▶ _PROBLEM REQUIREMENTS_: Take down each entry exactly as written.

▶ _DATASET_:
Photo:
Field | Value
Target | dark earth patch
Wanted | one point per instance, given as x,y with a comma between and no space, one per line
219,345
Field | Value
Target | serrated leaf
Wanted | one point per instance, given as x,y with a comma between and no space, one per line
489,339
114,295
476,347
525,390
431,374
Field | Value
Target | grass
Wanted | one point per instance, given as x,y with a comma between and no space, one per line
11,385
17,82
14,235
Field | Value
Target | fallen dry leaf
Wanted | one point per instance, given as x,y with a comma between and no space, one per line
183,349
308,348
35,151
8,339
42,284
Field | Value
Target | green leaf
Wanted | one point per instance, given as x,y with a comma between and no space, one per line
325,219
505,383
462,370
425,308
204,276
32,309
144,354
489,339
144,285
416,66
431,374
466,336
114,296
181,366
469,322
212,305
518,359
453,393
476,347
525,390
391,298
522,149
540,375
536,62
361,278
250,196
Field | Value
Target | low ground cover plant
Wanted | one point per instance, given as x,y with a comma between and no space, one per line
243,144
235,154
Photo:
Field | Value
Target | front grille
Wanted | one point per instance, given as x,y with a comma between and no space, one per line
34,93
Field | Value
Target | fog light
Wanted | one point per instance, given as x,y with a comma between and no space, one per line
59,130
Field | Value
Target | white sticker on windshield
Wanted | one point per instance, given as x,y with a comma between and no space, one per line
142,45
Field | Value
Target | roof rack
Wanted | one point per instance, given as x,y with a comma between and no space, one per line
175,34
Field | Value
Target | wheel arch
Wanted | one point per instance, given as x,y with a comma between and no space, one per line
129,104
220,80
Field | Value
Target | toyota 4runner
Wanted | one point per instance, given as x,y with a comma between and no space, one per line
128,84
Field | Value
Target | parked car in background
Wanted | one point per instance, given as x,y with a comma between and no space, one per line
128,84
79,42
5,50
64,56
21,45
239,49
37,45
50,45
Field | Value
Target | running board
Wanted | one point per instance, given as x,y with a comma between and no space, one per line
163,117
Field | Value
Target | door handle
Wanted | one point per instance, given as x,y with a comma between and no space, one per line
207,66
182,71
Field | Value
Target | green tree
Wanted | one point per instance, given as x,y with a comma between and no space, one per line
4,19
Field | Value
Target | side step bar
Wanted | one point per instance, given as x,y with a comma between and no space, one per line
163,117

▶ _EXERCISE RESPONSE_:
Photo:
Field | Value
Target | dark earth patch
Wanted | one point per instance, given as x,y with a comma between and no space, one per line
219,345
Field | Value
Target | serrated leaf
Wanted | one point per instance, given as x,y with a comma between and no space, one per line
489,339
114,295
476,347
525,390
431,374
Field | Value
Target | grass
Wanted | one point per instance, given as x,y with a comma between and no space, one per line
11,385
17,82
14,235
Field | Value
Target | fallen dry leaf
Wanted | one point per instance, given as x,y with a comma between and no space, one per line
183,349
308,348
35,151
8,339
42,284
Field | Value
Target | green leaf
Wanted | one point per instance, given as x,y with a comma between and no space, one per line
325,219
505,383
462,370
425,308
204,276
32,309
144,354
489,339
144,285
416,66
431,374
466,336
114,296
181,366
469,322
212,305
518,359
453,393
476,347
525,390
391,298
522,149
540,375
536,62
361,278
250,196
Field | Value
Target | low ground cover plant
Wanted | one point per instance, given as x,y with a comma between and no space, one per line
243,144
235,154
Photo:
Field | Value
Target | front grille
Wanted | one point per instance, given as x,y with a comma between and no space, one per line
34,93
Field | Value
Target | fog light
Wanted | one point per instance, given as x,y with a comma between and no space, one per line
59,130
Field | Value
Target | white sticker on windshield
Wanted | one point per instance, given as x,y with a comma between and no space, one per line
142,45
Field | Value
Target | roof rack
Wanted | one point per instance, given as x,y with a comma between and no space, one per line
175,34
Field | Value
Target | wheel arch
Wanted | one point per instance, given as x,y with a comma between and no space, one per line
129,104
220,80
Field | Value
Target | toyota 4runner
Wanted | one point per instance, given as x,y with a comma between and no space, one per line
128,84
Field | Value
Target | parked car in background
Wanted | one point per instance, given as x,y with a comma between and no space, one per line
128,84
79,42
5,50
64,56
21,45
239,49
37,45
50,45
Field | Value
Target | running board
Wanted | one point per instance, given as x,y with a comma between and no space, one per line
163,117
Field | Value
Target | door handle
Wanted | one point per instance, given as x,y with a comma between and no space, one per line
207,66
182,71
Field | Value
Target | green tree
Wanted | one point per instance, given as x,y with a comma between and no space, one per line
4,19
Field | Value
Target | side step bar
Wanted | one point per instance, given as x,y with a comma between and no space, one per line
163,117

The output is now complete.